__TEXT__
*** Begin section ***

What a year for finance and everything else! Outstanding market performance stopped in its tracks. Roaring manufacturing and services halted. Initial Public Offerings (IPOs) froze. Pharmaceutical manufacturers and online retailers skyrocketed (“Miracle Cures Come in Small Packages”). Plans and expectations turned upside down for so many.

Consider the fissure between northern and southern Europe. As might have been expected, northern Europe outperforms the South. Unemployment insurance payments as well as the shrinkage of exports and day-to-day business stretches Italy to the breaking point.  A bailout may be in the works for the largest economy on the southern tier of Europe. As the fourth quarter moves along, the euro zone is reluctant to send cash to one of its founding members. A bailout for the home of Ferrari and other luxury goods might start an expensive domino effect across the massive euro zone.

*** End section ***

__GIVEN RECORDS__

*** Begin section ***

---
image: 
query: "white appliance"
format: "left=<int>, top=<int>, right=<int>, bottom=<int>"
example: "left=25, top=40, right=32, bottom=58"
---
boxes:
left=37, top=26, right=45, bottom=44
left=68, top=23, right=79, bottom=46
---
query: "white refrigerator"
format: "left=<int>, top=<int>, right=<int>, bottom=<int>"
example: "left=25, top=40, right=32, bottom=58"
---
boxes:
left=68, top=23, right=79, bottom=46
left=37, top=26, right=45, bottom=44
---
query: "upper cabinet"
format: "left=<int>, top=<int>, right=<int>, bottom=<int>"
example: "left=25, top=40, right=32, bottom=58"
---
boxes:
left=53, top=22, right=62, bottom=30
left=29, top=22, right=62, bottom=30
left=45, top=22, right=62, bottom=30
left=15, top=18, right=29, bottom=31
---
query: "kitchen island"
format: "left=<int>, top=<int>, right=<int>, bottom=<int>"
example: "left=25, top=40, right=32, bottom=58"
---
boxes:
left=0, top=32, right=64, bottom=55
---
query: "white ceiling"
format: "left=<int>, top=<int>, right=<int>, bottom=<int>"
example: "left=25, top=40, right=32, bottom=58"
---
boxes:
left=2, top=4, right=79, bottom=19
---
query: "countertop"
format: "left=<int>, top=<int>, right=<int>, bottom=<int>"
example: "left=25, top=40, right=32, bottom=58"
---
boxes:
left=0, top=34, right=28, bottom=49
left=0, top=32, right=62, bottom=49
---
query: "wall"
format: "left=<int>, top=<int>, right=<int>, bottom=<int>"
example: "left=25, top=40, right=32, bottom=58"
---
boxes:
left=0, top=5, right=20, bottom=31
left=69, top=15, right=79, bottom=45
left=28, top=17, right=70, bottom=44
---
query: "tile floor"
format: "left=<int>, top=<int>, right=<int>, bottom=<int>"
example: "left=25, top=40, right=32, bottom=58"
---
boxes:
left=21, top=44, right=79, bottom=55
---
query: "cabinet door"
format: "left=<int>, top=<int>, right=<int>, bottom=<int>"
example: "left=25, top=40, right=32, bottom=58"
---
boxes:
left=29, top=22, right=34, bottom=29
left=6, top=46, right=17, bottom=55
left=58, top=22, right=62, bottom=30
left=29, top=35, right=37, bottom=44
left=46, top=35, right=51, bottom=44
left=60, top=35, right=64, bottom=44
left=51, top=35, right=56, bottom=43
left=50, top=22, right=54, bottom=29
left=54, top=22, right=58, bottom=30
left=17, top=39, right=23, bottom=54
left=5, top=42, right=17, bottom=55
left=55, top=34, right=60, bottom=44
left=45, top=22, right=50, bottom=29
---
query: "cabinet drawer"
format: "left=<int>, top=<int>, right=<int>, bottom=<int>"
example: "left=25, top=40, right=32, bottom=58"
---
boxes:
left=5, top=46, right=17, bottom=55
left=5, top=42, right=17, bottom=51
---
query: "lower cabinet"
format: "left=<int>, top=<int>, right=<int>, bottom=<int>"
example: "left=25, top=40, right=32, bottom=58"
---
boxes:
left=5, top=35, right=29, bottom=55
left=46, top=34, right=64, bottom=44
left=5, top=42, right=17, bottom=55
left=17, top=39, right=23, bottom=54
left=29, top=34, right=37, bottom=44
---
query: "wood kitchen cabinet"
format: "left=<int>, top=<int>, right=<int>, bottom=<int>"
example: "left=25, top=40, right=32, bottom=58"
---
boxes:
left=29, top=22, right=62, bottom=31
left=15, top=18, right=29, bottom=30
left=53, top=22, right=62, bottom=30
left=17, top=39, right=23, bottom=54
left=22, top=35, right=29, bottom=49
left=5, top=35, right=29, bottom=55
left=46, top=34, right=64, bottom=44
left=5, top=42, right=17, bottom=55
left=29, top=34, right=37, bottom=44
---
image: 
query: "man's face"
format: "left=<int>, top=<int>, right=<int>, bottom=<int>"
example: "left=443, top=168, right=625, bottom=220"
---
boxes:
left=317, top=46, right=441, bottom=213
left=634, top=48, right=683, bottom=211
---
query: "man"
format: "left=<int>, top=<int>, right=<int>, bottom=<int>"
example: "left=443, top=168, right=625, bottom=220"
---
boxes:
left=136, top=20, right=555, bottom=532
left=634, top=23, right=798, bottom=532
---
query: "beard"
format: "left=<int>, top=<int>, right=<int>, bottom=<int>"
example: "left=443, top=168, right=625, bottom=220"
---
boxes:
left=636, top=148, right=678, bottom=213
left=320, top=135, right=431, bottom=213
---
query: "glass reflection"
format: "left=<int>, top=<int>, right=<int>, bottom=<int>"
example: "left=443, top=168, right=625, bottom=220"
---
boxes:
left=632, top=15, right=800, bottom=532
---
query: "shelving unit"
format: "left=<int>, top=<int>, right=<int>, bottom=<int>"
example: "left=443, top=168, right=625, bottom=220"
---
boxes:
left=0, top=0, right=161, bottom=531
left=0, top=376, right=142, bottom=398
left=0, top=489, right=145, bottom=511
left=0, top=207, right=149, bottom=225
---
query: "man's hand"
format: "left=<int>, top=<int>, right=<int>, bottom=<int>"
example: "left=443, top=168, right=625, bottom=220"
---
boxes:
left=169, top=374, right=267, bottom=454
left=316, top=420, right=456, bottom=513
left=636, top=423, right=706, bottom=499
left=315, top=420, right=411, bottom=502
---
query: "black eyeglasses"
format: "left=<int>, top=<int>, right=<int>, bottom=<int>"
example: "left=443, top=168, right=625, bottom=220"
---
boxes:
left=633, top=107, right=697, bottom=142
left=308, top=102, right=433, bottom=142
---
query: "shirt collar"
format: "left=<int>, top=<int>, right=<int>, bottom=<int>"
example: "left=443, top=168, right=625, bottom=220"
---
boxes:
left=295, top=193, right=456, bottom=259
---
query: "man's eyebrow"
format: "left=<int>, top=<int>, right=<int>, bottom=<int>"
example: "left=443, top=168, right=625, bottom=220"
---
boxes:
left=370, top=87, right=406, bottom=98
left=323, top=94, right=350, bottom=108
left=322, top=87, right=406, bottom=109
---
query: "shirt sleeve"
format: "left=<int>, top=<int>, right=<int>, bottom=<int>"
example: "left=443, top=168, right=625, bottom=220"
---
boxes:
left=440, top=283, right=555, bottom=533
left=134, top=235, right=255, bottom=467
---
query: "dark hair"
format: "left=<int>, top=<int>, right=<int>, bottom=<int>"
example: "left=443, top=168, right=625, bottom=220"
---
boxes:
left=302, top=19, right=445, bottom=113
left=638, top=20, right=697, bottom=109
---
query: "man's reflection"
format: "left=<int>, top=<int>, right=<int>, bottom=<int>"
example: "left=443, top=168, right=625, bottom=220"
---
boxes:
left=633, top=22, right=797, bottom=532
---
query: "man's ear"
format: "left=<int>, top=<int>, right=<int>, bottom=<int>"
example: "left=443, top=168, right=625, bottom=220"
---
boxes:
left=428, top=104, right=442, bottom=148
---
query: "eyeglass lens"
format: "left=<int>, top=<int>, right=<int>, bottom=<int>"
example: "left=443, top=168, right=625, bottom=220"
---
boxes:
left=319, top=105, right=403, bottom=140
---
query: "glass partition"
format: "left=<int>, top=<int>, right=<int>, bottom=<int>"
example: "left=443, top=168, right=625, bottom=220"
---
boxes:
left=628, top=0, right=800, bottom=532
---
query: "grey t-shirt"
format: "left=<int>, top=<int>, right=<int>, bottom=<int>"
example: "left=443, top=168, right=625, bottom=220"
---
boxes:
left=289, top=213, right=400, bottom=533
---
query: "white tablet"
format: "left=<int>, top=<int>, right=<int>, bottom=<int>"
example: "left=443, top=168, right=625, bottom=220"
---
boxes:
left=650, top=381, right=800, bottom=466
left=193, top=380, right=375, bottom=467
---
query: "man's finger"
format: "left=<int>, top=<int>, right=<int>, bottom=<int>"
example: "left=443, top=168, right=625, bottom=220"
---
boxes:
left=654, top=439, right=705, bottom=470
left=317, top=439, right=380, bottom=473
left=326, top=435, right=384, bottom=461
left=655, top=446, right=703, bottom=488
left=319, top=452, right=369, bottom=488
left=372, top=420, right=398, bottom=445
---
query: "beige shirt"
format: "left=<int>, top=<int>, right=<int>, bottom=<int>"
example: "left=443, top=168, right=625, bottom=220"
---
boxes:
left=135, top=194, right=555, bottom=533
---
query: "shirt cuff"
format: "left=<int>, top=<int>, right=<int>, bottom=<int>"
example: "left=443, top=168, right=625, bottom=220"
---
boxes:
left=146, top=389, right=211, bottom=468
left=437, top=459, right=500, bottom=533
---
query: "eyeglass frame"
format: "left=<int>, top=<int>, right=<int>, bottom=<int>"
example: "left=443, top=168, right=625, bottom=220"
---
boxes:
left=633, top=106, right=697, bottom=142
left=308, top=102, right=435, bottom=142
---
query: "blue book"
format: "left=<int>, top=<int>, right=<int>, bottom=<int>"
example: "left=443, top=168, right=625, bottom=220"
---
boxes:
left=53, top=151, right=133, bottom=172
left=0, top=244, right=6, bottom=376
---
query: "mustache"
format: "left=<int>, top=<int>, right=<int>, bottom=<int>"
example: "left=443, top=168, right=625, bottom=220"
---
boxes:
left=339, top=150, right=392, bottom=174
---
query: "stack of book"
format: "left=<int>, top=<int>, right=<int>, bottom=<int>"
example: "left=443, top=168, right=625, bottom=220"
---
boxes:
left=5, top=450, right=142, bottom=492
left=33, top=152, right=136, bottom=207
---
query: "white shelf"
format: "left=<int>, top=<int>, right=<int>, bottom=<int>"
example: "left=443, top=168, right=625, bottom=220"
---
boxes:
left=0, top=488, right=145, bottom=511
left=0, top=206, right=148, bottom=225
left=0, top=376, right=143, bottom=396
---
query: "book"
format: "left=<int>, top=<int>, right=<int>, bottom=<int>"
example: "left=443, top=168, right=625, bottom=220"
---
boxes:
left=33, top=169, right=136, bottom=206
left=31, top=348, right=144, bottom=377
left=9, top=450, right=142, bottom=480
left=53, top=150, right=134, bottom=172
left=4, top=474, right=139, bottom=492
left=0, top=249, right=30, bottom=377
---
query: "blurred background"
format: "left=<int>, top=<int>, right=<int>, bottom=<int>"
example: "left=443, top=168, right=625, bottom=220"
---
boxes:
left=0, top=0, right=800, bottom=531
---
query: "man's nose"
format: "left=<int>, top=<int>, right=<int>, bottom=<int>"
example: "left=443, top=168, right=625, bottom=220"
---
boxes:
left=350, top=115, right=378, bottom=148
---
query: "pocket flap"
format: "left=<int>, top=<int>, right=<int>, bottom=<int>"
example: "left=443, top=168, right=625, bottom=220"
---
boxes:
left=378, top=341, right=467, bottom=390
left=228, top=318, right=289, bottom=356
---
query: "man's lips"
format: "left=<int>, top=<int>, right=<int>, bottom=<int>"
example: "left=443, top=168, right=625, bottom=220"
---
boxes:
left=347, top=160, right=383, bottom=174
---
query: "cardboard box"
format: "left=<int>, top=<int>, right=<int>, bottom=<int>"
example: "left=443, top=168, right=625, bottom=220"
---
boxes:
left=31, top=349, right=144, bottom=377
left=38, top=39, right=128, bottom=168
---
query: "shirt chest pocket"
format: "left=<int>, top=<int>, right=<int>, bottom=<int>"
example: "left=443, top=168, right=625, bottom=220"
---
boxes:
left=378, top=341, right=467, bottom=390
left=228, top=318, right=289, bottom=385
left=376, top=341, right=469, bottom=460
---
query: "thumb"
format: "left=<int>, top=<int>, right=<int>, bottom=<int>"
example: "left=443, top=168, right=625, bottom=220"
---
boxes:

*** End section ***

__WORK INSTRUCTION 1__
Say whether each statement below agrees with the finance passage. Answer yes or no and quote the words of the passage that decide it.
(a) Initial Public Offerings stopped.
(b) Southern Europe does better than northern Europe.
(c) The euro zone is eager to send cash to one of its founding members.
__WORK INSTRUCTION 2__
Extend the finance passage by writing what comes after its last sentence.

__FINAL ANSWER 1__
(a) Yes: "Initial Public Offerings (IPOs) froze."
(b) No: "northern Europe outperforms the South."
(c) No: "the euro zone is reluctant to send cash to one of its founding members."

__FINAL ANSWER 2__
US stocks sank 11% in about two months but made a good comeback. IPOs came roaring back to lift 2020 to record levels of fundraising. Anyone interested in bonds would expect huge government borrowing as a reaction to cleaning up the financial disaster of the corona virus. Interest rates remain very low, which helps businesses and governments scrape up – and pay back – the needed cash infusions. More relief packages appear to be in the works. Investors will note that governments at all levels will be hard pressed to find the taxes they need to cover these mighty plans. 

The daily and weekly stock market spurts of hundreds of points show that the overall economy is alive and well even though investors remain on edge. Online retail has done quite well with Amazon and Walmart rippling along, balancing industries that dipped.

Tough Times for Countries Dependent on Oil

The “One Singular Sensation” series uncovered Russia’s weaknesses, the wealth of Saudi Arabia and Nigeria’s difficult straits. Shortly after the series ran, and as the Aramco IPO inched forward, the Saudis decided to basically gut Russia’s oil market. Dollars per barrel hit their lowest levels in many years. Saudi Arabia might have pulled this off, but then the two nations sitting on enormous oil pools got together and stopped the marketing blitz. If Aramco had gutted Russia’s connection with Western Europe, the economy of the former Soviet masters would have tanked with a terrible crash.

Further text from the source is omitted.